_BRIEF_. Rewrite the records below with each "rose bloom" changed to "tulip flower" and all other text left as it is. Omit the pictures from your version.
━━━ DATASET ENTRIES ━━━
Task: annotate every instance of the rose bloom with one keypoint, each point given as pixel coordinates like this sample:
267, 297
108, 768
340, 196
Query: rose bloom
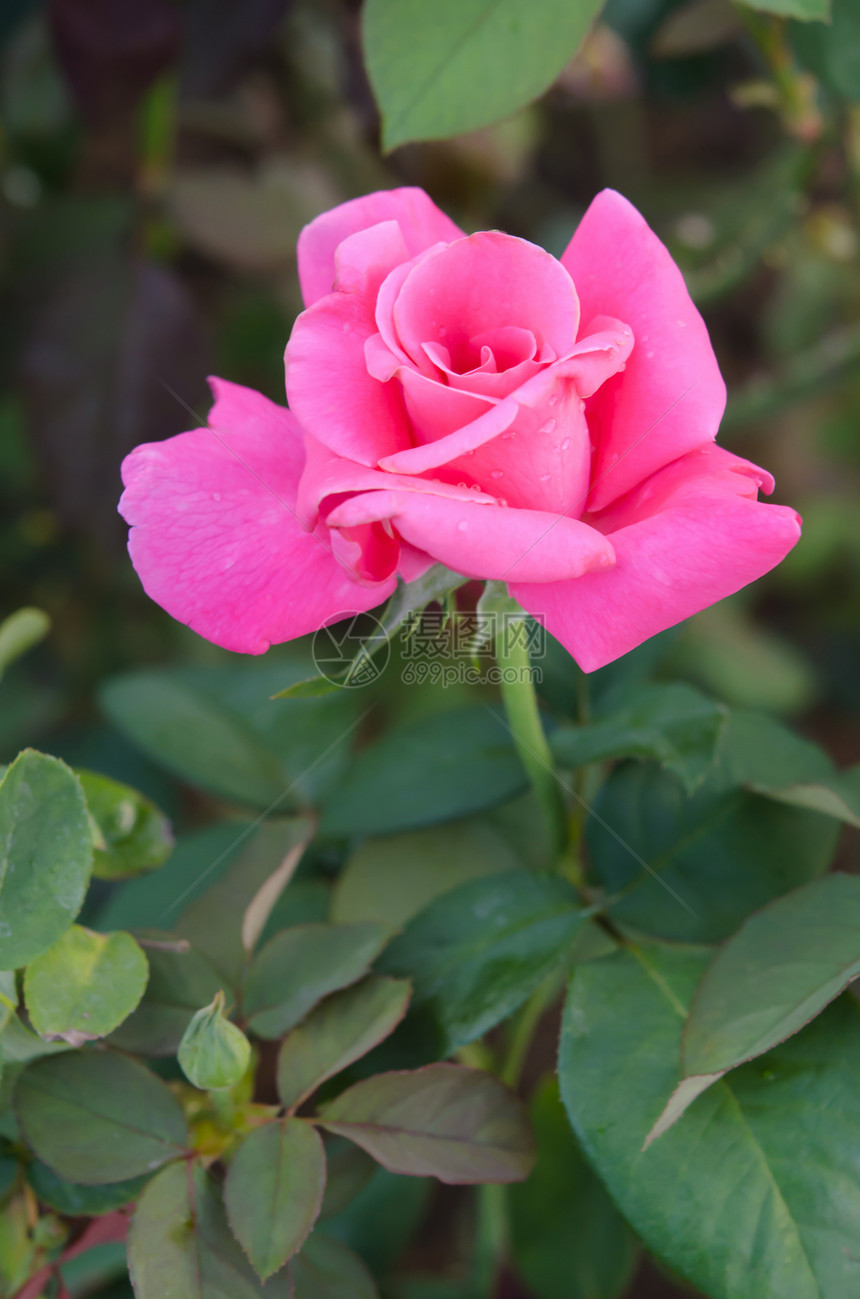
━━━
_EXERCISE ANSWER_.
Task: annotate every instance of the tulip flower with one keypoint, each point given as pixel coordinates like this sample:
267, 297
108, 768
340, 196
Query: tulip flower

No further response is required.